Dataset entries:
....

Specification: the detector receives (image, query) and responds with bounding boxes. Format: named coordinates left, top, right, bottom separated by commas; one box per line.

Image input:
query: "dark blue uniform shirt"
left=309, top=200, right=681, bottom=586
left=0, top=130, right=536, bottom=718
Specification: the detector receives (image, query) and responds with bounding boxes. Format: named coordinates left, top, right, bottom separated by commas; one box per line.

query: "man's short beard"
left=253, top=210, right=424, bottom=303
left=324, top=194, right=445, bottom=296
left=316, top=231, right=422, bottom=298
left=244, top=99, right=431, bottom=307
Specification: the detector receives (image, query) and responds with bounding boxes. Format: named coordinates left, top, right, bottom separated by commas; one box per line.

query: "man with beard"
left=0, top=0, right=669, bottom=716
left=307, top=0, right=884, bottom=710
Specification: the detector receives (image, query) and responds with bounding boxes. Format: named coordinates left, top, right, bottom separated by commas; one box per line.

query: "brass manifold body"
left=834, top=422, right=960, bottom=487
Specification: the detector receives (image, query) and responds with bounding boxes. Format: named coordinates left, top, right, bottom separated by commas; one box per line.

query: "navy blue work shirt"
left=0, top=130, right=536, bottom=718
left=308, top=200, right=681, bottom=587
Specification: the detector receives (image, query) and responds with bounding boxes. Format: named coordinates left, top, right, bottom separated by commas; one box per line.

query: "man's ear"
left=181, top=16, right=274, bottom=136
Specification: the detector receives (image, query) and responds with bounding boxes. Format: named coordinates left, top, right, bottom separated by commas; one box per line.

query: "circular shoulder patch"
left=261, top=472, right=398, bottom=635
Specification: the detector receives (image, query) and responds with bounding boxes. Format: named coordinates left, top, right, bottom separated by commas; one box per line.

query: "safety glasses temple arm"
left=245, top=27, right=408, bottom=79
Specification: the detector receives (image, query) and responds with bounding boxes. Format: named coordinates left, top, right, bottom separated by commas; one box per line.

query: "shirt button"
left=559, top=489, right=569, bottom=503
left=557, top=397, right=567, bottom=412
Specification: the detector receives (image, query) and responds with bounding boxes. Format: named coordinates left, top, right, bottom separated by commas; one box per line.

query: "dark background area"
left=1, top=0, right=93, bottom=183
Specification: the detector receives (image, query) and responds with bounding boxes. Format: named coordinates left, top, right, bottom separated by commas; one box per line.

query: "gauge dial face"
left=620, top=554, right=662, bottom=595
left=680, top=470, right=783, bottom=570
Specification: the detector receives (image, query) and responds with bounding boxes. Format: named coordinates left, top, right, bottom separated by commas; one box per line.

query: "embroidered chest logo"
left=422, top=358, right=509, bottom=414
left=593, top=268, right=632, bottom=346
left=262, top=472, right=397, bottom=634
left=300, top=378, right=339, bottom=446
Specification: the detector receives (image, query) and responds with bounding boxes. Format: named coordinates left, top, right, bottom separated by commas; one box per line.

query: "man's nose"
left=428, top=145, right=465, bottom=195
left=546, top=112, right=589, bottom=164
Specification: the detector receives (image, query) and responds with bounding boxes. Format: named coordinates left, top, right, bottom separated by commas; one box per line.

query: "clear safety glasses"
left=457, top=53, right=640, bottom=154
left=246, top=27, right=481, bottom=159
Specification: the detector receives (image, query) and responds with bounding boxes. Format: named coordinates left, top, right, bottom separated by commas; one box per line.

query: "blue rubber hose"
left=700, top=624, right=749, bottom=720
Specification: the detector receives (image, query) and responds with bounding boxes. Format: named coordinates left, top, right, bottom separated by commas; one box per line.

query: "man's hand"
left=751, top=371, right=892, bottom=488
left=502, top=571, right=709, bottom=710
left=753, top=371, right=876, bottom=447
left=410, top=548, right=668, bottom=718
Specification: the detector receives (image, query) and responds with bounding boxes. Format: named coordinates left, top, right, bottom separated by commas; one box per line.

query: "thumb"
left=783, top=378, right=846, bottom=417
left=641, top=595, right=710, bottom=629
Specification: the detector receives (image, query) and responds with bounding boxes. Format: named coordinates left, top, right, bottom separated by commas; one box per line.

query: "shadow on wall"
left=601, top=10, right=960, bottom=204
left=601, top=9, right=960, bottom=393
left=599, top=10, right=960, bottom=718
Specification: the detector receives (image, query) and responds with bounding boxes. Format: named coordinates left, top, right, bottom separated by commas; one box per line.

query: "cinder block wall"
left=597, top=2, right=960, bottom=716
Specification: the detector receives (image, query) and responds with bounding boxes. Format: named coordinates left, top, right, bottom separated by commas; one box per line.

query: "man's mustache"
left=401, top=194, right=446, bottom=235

....

== Directions for this task ==
All of the data above should be set down word for word.

== Task result ==
Specification: the detector receives (image, query) and responds with bounding boxes. Format: named coordinates left, top, right, bottom separated by commas; one box per line.

Image input:
query: "dark blue uniform shirt"
left=309, top=200, right=681, bottom=586
left=0, top=130, right=536, bottom=718
Specification: the detector receives (image, query) and responds with bounding boxes. Format: named coordinates left, top, right, bottom separated by commas; one box per line.

query: "man's short beard"
left=253, top=210, right=424, bottom=303
left=324, top=194, right=445, bottom=296
left=316, top=231, right=422, bottom=298
left=244, top=99, right=431, bottom=307
Specification: the detector receives (image, query) and responds with bounding boxes. Format: named coordinates left, top, right, bottom separated by commas; one box per line.

query: "man with beard"
left=0, top=0, right=669, bottom=716
left=307, top=0, right=884, bottom=710
Specification: the detector receives (image, query) and responds with bounding boxes. Format: named coordinates left, top, right, bottom separated by commas; one box per line.

query: "brass manifold body"
left=834, top=422, right=960, bottom=487
Specification: the detector receives (image, query) and responds with bounding boxes. Format: named coordinates left, top, right, bottom separated by commas; one box per line.

query: "navy blue work shirt"
left=0, top=130, right=536, bottom=718
left=308, top=200, right=681, bottom=587
Specification: the detector receives (image, query) and responds with bounding boxes. Format: named coordinates left, top, right, bottom separated by commas; one box per line.

query: "man's ear"
left=181, top=16, right=274, bottom=136
Specification: the detector receives (image, query) and responds with bounding boxes. Format: named coordinates left, top, right, bottom separated by commas; one box per line.

query: "circular shoulder patch"
left=261, top=472, right=398, bottom=635
Specification: the detector receives (image, query) and responds with bounding boxes. Format: named coordinates left, top, right, bottom separated by commas; one box per line.

query: "safety glasses temple arm"
left=245, top=27, right=408, bottom=79
Specification: the detector receives (image, query) and responds with bounding boxes. Format: named coordinates left, top, right, bottom separated by commas; one box per line.

query: "shirt button"
left=559, top=489, right=569, bottom=503
left=557, top=397, right=567, bottom=412
Specification: the detector receives (image, query) and responds with bounding boxes. Format: named coordinates left, top, right, bottom separated by commas; one box per line.

query: "dark background area"
left=1, top=0, right=93, bottom=183
Specification: the detector receives (image, query) and responds with bounding boxes. Format: named coordinates left, top, right, bottom separated by commas; one box per line.

query: "gauge dial face"
left=620, top=554, right=662, bottom=595
left=680, top=470, right=783, bottom=570
Specification: the detector receives (image, query) and responds with bounding boxes. Format: named coordinates left, top, right, bottom separated by commas; one box per line.

query: "embroidered chest logo"
left=422, top=358, right=509, bottom=414
left=593, top=268, right=632, bottom=346
left=262, top=472, right=397, bottom=634
left=300, top=378, right=339, bottom=446
Specification: the detector receives (image, query) and responds with bounding boxes. Format: named coordinates left, top, right, bottom separated by commas; one box per line.

query: "man's nose"
left=428, top=145, right=465, bottom=195
left=546, top=112, right=589, bottom=164
Specification: the detector receives (image, query) and responds with bounding boxes. Format: named coordinates left, top, right, bottom separated by commas; one box per line.

query: "clear safety glasses"
left=457, top=53, right=640, bottom=154
left=246, top=27, right=481, bottom=159
Specification: the detector receives (image, query) and responds with bounding boxes. Format: named coordinates left, top, right, bottom separated by commas; one box per line.

query: "blue rubber hose"
left=700, top=624, right=749, bottom=720
Specification: the detector receives (image, query) and responds with bounding boxes. Format: named coordinates left, top, right, bottom separated by commas; one box per line.

query: "man's hand"
left=751, top=371, right=892, bottom=488
left=502, top=571, right=709, bottom=710
left=753, top=371, right=876, bottom=447
left=410, top=548, right=668, bottom=718
Specification: the detector receives (image, query) and responds with bounding boxes. Format: named coordinates left, top, right, bottom separated by commas; one box per line.

query: "thumb"
left=783, top=378, right=846, bottom=417
left=641, top=595, right=710, bottom=629
Specification: the detector receives (image, query) and responds with bounding boxes. Format: named coordinates left, top, right, bottom separated by commas; one box per line.

query: "shadow on wall"
left=601, top=10, right=960, bottom=204
left=601, top=9, right=960, bottom=393
left=599, top=10, right=960, bottom=718
Specification: the detector receives (image, query) and responds with bounding boxes. Format: named coordinates left, top, right, bottom separated by commas; one box per line.

query: "cinder block wall"
left=597, top=2, right=960, bottom=716
Specification: the detector receives (image, query) and responds with bounding boxes. Format: named coordinates left, top, right, bottom separated by commas; one box per line.

query: "man's mustache"
left=401, top=194, right=446, bottom=235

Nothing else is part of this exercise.